**Aim of the task:** Give back exactly the lines of the data below, starting with the line that has "Sample: x=512 y=23" and going on through the line that has "Target: yellow coiled hose".

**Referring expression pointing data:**
****

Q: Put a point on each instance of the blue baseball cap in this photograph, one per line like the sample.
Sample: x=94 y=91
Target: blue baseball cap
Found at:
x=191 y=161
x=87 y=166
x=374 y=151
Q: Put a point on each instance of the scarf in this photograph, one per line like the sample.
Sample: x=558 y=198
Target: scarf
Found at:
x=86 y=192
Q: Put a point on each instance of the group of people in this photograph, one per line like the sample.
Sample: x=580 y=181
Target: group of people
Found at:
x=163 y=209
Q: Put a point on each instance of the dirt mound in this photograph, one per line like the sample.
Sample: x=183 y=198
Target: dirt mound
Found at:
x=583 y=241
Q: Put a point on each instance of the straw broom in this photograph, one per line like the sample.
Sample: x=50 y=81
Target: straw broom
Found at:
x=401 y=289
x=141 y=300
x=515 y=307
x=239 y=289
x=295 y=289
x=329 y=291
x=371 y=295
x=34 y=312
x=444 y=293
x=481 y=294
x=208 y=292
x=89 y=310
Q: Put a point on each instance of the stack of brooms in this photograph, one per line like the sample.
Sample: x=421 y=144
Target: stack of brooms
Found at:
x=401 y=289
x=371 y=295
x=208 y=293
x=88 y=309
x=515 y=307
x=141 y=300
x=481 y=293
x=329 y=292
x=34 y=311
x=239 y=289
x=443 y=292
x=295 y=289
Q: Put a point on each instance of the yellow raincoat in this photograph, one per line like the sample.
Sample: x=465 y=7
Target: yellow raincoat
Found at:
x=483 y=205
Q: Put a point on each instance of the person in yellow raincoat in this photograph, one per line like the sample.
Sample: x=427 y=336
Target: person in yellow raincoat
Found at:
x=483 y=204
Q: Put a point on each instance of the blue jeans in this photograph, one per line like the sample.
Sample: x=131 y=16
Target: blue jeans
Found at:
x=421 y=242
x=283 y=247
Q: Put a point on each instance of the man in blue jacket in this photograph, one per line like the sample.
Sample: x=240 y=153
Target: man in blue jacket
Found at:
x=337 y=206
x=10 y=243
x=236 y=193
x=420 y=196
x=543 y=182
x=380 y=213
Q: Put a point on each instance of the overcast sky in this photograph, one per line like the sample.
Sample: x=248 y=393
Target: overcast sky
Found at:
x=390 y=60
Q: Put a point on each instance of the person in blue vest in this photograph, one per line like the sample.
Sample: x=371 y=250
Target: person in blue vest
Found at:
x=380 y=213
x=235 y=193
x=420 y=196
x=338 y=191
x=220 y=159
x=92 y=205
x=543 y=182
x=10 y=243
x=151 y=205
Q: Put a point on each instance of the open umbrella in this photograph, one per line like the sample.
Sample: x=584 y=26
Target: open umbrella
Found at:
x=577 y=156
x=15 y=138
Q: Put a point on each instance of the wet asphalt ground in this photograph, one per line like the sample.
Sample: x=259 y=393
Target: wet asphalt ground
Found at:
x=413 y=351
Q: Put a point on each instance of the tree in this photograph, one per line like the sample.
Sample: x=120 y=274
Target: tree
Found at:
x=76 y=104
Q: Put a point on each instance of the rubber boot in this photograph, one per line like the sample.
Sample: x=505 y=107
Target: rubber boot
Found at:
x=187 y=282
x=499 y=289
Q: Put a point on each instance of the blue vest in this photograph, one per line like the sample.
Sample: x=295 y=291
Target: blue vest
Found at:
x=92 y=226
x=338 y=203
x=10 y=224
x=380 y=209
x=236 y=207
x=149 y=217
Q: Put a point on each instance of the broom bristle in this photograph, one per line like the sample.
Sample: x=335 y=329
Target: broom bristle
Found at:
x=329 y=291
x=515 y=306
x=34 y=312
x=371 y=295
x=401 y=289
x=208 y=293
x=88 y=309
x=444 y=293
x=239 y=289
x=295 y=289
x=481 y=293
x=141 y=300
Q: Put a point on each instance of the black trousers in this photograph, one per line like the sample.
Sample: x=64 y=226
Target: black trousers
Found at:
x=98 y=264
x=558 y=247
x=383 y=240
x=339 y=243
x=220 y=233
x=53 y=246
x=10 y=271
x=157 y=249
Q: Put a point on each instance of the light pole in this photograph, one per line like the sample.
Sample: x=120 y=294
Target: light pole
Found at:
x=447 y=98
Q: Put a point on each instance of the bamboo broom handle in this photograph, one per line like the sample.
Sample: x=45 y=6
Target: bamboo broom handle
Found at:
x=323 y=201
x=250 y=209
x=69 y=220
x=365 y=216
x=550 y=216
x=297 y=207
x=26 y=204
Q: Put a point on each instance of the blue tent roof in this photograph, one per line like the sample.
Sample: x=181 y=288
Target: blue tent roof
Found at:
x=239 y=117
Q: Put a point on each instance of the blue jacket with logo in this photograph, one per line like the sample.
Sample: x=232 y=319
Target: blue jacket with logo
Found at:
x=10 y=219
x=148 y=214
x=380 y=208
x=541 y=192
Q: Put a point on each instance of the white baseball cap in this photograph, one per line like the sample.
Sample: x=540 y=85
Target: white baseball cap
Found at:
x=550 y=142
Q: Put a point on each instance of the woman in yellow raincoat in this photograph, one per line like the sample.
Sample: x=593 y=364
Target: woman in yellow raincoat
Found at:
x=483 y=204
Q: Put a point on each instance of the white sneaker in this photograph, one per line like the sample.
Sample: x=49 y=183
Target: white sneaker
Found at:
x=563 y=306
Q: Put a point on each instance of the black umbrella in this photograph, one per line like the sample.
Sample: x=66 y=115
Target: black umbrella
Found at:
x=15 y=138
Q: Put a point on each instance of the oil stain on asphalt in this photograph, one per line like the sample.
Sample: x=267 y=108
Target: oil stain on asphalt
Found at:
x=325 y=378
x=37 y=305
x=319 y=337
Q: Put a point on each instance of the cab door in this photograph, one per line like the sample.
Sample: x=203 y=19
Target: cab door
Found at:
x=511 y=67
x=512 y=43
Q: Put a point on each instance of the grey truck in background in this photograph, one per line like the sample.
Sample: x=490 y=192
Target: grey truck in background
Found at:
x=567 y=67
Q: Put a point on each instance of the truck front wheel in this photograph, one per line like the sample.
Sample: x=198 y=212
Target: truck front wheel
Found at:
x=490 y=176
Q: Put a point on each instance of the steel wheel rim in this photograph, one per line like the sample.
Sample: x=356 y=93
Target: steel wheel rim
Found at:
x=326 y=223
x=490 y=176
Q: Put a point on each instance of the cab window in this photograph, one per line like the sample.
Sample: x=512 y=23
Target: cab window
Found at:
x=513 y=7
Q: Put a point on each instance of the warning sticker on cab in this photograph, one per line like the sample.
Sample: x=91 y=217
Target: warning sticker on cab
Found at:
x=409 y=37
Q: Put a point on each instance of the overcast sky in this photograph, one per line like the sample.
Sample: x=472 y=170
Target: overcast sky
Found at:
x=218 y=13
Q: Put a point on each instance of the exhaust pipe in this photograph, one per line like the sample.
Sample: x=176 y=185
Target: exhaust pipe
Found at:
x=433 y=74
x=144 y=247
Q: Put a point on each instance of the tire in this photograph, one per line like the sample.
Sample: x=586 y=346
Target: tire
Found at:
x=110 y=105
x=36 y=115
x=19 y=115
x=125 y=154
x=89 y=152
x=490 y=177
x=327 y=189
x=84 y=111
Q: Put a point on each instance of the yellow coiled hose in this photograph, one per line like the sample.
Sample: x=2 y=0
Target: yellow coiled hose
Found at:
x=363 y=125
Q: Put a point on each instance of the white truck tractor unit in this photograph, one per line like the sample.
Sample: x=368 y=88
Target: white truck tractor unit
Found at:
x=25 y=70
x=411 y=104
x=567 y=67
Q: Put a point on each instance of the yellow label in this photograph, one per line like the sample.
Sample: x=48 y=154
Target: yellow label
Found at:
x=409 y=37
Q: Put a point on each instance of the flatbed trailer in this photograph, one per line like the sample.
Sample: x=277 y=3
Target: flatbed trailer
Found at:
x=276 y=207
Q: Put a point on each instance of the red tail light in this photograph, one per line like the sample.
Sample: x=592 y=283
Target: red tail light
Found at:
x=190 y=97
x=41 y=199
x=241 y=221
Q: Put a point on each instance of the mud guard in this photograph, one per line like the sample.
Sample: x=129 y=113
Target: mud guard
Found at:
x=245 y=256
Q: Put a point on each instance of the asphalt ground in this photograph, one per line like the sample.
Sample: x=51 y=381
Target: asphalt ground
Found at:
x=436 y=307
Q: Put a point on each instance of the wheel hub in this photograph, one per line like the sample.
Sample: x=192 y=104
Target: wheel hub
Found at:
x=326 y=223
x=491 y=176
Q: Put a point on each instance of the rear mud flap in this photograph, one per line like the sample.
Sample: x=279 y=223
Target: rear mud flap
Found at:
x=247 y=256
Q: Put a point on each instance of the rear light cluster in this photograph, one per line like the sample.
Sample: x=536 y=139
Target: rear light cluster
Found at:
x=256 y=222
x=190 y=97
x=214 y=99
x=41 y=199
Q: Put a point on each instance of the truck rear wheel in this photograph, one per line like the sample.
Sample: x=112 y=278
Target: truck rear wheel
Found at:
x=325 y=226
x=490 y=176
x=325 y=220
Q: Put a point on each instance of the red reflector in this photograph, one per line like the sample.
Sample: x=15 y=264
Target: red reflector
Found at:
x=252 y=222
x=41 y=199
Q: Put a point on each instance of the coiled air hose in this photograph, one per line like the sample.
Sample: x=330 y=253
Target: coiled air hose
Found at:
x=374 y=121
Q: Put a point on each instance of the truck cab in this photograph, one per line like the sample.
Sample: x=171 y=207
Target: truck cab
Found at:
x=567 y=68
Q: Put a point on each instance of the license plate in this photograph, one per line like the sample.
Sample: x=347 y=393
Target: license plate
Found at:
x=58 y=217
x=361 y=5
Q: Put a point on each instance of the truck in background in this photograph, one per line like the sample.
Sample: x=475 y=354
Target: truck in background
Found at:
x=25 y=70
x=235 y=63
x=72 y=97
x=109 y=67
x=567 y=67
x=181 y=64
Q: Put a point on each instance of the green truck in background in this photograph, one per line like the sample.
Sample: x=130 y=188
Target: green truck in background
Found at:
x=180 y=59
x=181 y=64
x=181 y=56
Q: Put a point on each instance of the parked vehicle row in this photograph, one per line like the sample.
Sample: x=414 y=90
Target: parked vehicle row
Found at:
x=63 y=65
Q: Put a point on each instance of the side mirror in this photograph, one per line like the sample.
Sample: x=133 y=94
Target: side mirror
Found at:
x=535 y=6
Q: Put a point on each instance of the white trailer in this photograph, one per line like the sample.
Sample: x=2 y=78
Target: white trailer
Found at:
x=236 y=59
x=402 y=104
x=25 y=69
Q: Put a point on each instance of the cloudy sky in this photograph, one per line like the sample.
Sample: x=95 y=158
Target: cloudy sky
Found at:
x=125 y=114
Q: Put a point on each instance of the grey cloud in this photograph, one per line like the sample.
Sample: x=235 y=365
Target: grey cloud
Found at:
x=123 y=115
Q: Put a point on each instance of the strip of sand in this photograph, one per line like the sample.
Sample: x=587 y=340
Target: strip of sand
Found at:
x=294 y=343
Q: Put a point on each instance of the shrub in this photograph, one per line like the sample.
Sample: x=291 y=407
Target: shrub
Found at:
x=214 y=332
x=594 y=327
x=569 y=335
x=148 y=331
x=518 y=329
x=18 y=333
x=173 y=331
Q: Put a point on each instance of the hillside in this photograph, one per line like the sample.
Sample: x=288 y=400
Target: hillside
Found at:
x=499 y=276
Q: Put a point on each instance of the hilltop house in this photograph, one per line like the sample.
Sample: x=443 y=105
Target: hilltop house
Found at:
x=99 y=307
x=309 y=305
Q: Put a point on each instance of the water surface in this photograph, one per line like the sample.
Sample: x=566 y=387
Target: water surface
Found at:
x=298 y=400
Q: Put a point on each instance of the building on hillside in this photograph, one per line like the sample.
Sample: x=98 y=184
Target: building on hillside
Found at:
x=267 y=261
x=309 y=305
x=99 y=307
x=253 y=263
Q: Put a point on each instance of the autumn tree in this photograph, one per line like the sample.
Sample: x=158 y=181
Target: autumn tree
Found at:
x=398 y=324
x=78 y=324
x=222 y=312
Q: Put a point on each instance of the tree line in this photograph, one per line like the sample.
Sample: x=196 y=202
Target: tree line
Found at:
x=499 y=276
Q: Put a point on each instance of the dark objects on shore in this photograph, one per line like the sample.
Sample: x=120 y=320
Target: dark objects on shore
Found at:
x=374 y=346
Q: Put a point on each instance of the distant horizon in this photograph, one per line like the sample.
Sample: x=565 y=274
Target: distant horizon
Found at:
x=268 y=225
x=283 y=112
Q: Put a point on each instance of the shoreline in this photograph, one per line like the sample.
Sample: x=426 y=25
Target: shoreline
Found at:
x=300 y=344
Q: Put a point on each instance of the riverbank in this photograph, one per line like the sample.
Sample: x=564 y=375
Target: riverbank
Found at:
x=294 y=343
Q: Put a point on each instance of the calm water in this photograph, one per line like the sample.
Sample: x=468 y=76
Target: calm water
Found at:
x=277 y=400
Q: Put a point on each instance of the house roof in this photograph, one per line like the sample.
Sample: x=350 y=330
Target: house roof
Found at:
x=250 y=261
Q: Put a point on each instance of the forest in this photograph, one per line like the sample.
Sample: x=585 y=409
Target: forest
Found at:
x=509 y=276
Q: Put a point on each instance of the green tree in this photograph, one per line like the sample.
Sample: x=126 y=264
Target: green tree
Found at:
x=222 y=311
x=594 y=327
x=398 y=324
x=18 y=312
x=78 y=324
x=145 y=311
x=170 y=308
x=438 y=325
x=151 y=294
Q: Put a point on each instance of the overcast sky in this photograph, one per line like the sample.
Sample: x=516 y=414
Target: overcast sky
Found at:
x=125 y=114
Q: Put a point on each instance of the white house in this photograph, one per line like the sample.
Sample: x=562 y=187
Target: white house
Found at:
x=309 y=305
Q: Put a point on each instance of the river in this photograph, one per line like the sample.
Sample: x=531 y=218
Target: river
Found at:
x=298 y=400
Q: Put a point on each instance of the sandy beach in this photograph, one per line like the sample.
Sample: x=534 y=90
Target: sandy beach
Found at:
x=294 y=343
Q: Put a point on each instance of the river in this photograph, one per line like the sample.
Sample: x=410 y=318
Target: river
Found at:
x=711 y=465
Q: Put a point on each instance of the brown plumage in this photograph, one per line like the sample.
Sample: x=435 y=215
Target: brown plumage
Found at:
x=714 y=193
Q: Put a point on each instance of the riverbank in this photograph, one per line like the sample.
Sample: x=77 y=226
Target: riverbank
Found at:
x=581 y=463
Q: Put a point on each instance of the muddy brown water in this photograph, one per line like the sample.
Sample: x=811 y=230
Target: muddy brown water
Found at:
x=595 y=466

****

**Written solution:**
Sample: x=512 y=23
Target: cab window
Found at:
x=513 y=7
Q: Put a point on each instance of the warning sticker on cab in this photograph, one per line like the sample.
Sample: x=91 y=217
Target: warning sticker on cab
Found at:
x=409 y=37
Q: Put a point on each instance of the overcast sky in this photograph, one per line like the sample.
Sample: x=472 y=170
Target: overcast sky
Found at:
x=218 y=13
Q: Put a point on each instance of the exhaust pipe in this photograph, one per line like the sample.
Sample: x=176 y=185
Target: exhaust pipe
Found at:
x=433 y=74
x=144 y=247
Q: Put a point on each instance of the tire in this photograph, one per line like the sample.
Sample: x=586 y=346
Target: tire
Found at:
x=110 y=105
x=36 y=115
x=19 y=115
x=125 y=154
x=89 y=152
x=490 y=177
x=327 y=189
x=84 y=111
Q: Put a point on each instance of the yellow coiled hose in this photograph, one per line like the sample.
Sample: x=2 y=0
Target: yellow coiled hose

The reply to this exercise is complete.